● Work item
When you return the data, keep every line exactly as it is and leave out the pictures.

[[ Exercise material, beginning ]]

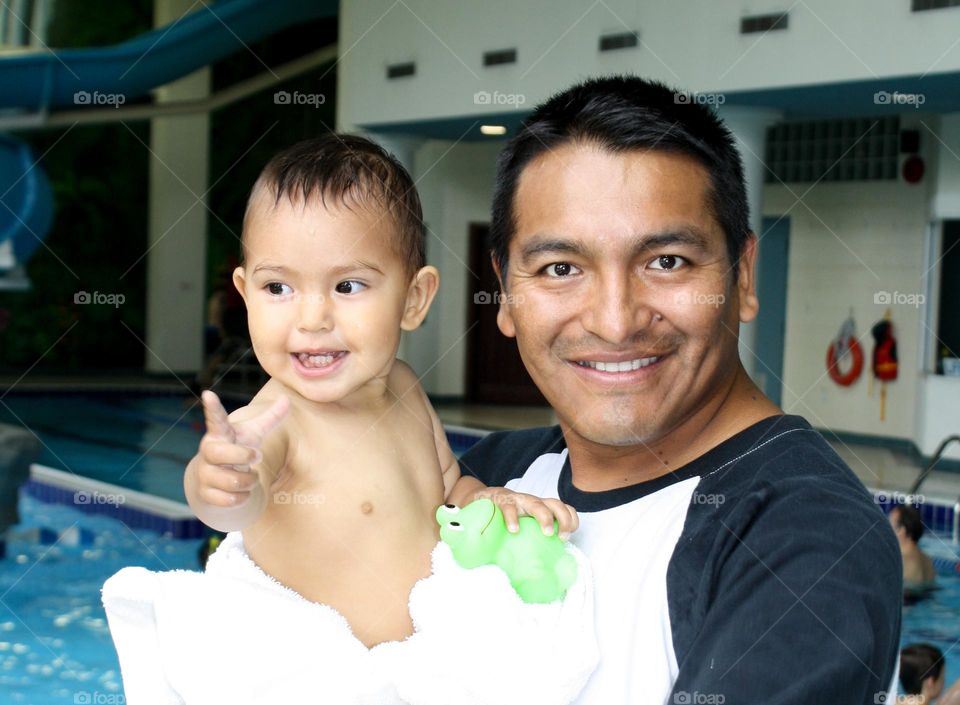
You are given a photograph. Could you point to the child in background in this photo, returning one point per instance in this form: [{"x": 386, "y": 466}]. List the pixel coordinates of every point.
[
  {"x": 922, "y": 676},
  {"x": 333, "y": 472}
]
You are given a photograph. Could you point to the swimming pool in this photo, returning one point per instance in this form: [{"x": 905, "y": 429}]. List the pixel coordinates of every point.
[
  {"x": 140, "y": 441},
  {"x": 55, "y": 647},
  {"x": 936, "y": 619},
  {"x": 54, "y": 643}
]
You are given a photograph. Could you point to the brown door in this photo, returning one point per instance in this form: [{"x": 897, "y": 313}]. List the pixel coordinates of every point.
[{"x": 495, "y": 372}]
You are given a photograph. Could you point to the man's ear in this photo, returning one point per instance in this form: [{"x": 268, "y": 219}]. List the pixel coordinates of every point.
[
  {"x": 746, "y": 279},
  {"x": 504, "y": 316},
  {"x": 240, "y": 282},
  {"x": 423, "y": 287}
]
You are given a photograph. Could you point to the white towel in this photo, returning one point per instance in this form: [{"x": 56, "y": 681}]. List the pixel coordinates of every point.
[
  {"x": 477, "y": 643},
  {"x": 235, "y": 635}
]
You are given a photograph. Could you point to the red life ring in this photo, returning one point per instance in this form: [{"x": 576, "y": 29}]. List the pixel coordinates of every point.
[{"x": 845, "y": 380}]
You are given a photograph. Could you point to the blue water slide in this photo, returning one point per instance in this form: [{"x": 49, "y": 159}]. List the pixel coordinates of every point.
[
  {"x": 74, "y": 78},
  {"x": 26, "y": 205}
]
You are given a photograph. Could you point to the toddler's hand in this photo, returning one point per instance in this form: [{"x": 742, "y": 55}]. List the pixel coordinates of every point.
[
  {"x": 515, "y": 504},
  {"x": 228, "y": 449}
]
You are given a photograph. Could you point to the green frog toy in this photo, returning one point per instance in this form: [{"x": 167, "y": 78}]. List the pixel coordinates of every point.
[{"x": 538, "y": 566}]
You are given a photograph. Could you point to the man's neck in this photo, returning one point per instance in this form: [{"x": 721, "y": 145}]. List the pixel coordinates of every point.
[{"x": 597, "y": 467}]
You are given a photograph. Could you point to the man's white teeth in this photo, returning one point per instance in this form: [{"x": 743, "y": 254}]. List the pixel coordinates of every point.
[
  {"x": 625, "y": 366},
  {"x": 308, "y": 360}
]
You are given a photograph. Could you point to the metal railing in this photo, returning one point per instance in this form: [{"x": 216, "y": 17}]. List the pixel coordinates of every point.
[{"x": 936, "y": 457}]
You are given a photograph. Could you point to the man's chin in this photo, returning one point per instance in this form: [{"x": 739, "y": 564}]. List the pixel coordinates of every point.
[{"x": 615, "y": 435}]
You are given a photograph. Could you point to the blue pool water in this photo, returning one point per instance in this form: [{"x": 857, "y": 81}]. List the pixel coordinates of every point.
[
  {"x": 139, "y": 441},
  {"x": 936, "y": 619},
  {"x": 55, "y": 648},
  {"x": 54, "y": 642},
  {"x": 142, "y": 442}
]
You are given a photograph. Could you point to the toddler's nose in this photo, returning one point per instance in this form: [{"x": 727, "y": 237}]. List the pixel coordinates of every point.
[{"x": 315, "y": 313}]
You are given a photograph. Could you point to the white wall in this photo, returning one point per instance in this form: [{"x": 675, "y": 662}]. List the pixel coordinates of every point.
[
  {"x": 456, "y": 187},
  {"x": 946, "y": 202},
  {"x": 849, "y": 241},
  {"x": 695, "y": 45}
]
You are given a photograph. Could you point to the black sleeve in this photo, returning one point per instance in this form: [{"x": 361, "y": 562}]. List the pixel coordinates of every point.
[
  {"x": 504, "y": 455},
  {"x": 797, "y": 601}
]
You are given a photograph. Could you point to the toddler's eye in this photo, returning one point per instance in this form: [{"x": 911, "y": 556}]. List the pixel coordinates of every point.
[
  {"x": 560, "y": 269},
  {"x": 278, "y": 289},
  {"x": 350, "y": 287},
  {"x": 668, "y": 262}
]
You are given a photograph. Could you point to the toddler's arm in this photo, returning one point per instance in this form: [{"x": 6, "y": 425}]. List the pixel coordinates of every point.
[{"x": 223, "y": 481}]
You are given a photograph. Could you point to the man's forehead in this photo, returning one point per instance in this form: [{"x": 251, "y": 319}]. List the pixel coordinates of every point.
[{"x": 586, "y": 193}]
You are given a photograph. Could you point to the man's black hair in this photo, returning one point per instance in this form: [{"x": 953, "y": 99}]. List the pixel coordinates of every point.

[[ Exercise material, end ]]

● Answer to this exercise
You are given a photograph. Could you point to the child in background in this photo, returning one point per instance in this form: [{"x": 386, "y": 466}]. List the pixel coordinates of every point.
[
  {"x": 922, "y": 676},
  {"x": 333, "y": 472}
]
You are given a photograph. Could you point to the swimming pool in this photo, returning one point per instance in this form: [{"x": 905, "y": 429}]. List the pixel coordinates of every point.
[
  {"x": 140, "y": 441},
  {"x": 55, "y": 647},
  {"x": 936, "y": 619},
  {"x": 54, "y": 643}
]
You are given a photograph. Could you point to the brown door in this photo, returning one point per instance in this form: [{"x": 897, "y": 313}]. List the pixel coordinates of every point.
[{"x": 495, "y": 372}]
You are given a photograph. Could you point to the man's ear in this photo, returning one point per instance in this form: [{"x": 268, "y": 219}]. List the pixel coordinates of every point.
[
  {"x": 746, "y": 279},
  {"x": 504, "y": 316},
  {"x": 240, "y": 282},
  {"x": 423, "y": 287}
]
You are given a photograph. Could you point to the white towel in this photo, returning one point per instance in this form: [{"x": 56, "y": 681}]. List the pixel coordinates of every point.
[
  {"x": 477, "y": 643},
  {"x": 235, "y": 635}
]
You are given a photograph. Could you point to the red life ring in this photo, returning one point per instance in this form: [{"x": 576, "y": 29}]. List the pixel coordinates of every point.
[{"x": 845, "y": 380}]
You are given a photograph. Could you point to the blue water slide in this photo, returning one point per instance in this form: [{"x": 49, "y": 159}]. List the pixel coordinates of every point.
[
  {"x": 74, "y": 78},
  {"x": 26, "y": 205}
]
You are given a photograph. Could you point to the toddler's hand in this photo, returning one point per instance in this form: [{"x": 742, "y": 55}]. List the pixel coordinates of every point.
[
  {"x": 515, "y": 504},
  {"x": 228, "y": 449}
]
You are given a photograph. Could you point to the green frog toy in this photo, returning one point per instance in this form: [{"x": 167, "y": 78}]. List the pixel coordinates of every point.
[{"x": 538, "y": 566}]
You are given a photograph. Could you point to the man's neck in this photo, returning one point per instance in this form: [{"x": 721, "y": 145}]. List the pixel coordinates of every point.
[{"x": 597, "y": 467}]
You are given a photograph. Could you point to the man's white teeth in this photo, returning one point per instance in this form: [{"x": 743, "y": 254}]. List the pixel coordinates of every point.
[
  {"x": 625, "y": 366},
  {"x": 308, "y": 360}
]
You are given a photograph. Could you point to the metal railing in this photo, returning one point per instance in this form: [{"x": 216, "y": 17}]. List the pixel coordinates of every point.
[{"x": 936, "y": 457}]
You are given a photograph. Could you point to the man's chin in this photo, returning one point per instance in this form: [{"x": 739, "y": 564}]. List the pixel coordinates of every point.
[{"x": 615, "y": 435}]
You are given a photograph. Could you point to the blue pool water in this photo, returning one point per instance in this form: [{"x": 857, "y": 81}]. List the pixel coordinates of every point.
[
  {"x": 139, "y": 441},
  {"x": 936, "y": 619},
  {"x": 55, "y": 648},
  {"x": 54, "y": 642},
  {"x": 142, "y": 442}
]
You are given a photograph. Could you point to the toddler's nose in this photo, returning one point per instance in this form: [{"x": 727, "y": 237}]. List the pixel coordinates of every point.
[{"x": 315, "y": 313}]
You are given a photograph. Could you point to the white wall in this photo, returning one point per instance in this form: [{"x": 675, "y": 662}]. List the pixel coordinates of every point.
[
  {"x": 456, "y": 187},
  {"x": 946, "y": 202},
  {"x": 849, "y": 241},
  {"x": 695, "y": 45}
]
You are given a photograph. Could you point to the black sleeve in this photo, returning one point per instance in this form: [{"x": 361, "y": 562}]. List the pixel coordinates of every point.
[
  {"x": 504, "y": 455},
  {"x": 797, "y": 601}
]
You are given a photograph. Could you point to the toddler's eye in this photo, returning one point per instance in this form: [{"x": 911, "y": 556}]. List the pixel coordinates of every point.
[
  {"x": 560, "y": 269},
  {"x": 278, "y": 289},
  {"x": 350, "y": 287},
  {"x": 668, "y": 262}
]
You are given a photograph. Could you point to the toddler's arm in this photo, returning one point per instance in this form: [{"x": 6, "y": 425}]. List the pixel coordinates of every point.
[{"x": 223, "y": 481}]
You are given a photograph. Could you point to the man's forehead in this photo, returning one point per instance in this form: [{"x": 251, "y": 319}]. List the pixel coordinates of every point.
[{"x": 586, "y": 193}]
You are given a photograph. Could you point to the man's black hair in this photo, returning one point per instance in this form: [{"x": 953, "y": 99}]. List the pixel coordinates of every point.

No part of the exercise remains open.